Scan the data below and work out how many of its lines contain the word "leaf". Give only that number.

** INFORMATION SHOWN follows **

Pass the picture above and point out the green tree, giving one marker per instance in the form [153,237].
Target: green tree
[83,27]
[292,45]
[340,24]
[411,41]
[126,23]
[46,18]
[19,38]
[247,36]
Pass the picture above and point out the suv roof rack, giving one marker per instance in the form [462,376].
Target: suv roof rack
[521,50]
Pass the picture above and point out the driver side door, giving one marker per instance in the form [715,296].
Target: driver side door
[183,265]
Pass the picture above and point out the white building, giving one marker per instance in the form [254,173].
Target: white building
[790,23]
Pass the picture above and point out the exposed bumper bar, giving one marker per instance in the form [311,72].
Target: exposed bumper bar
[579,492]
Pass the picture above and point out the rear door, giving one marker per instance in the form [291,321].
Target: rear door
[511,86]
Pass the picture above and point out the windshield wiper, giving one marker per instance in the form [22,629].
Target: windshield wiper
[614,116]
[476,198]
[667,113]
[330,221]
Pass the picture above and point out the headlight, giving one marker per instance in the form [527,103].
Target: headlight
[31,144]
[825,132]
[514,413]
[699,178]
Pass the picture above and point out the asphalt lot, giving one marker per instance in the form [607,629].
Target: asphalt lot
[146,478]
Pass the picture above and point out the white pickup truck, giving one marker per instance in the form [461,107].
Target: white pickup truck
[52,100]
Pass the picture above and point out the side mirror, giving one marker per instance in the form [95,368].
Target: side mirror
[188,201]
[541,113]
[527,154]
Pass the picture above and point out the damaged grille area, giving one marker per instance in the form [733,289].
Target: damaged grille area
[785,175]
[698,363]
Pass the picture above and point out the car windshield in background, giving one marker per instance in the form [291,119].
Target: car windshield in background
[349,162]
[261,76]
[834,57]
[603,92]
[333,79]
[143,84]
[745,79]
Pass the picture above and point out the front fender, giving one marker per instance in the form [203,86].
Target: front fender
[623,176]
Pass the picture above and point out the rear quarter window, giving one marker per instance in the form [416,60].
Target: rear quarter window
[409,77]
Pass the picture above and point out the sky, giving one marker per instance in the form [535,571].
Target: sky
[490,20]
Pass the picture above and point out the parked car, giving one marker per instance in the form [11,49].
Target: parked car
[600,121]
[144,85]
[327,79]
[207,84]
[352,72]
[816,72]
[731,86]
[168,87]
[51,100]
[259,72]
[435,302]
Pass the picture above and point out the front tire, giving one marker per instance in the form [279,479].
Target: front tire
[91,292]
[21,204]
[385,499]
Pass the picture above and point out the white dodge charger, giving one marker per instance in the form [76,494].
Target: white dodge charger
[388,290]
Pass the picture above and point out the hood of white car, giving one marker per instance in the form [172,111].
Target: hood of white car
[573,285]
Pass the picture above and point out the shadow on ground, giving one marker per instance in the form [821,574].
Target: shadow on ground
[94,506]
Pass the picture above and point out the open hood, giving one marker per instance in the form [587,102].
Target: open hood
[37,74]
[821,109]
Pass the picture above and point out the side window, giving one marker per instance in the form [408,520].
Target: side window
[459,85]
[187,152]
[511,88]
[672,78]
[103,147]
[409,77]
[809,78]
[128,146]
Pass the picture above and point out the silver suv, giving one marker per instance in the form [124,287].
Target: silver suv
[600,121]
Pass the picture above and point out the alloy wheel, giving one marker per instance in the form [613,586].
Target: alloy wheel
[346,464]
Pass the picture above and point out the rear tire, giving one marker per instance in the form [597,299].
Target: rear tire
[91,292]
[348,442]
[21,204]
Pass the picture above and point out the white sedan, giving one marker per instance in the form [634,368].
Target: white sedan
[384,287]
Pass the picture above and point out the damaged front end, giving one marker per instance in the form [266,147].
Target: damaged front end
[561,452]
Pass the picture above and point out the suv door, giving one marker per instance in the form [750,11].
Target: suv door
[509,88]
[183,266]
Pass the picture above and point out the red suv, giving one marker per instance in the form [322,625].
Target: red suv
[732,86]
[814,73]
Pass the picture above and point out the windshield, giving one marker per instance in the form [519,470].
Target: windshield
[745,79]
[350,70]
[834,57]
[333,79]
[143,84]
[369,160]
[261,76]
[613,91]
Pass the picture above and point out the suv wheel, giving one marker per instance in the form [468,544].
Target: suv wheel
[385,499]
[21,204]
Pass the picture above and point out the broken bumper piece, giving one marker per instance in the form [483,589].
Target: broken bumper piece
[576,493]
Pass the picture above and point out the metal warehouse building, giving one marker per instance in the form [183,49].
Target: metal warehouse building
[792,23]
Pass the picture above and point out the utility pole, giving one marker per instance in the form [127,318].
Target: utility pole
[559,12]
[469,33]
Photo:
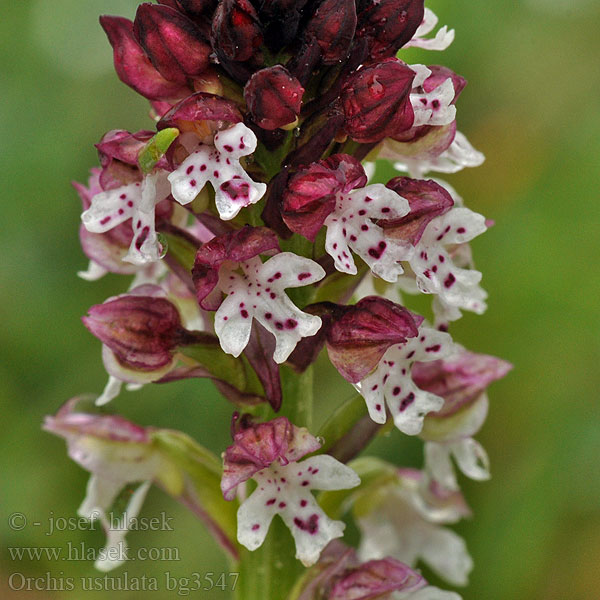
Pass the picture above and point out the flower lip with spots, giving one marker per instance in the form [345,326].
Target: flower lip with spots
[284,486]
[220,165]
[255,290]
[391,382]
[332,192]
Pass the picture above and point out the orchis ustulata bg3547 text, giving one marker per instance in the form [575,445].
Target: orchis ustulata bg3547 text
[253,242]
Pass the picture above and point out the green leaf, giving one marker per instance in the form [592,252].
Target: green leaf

** End of INFORMATION SHOWN **

__WRITTEN REPLY__.
2